[Collected data entries]
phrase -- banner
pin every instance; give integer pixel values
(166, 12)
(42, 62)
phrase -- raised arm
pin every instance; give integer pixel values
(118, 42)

◆ Problem to solve
Edit the listing by replacing "pin" with "mark" wherever it appears, and leave everything else as it is.

◆ Written response
phrase -- banner
mark every instance; give integer pixel values
(166, 12)
(42, 62)
phrase -- raised arm
mark every instance; give integer pixel values
(118, 42)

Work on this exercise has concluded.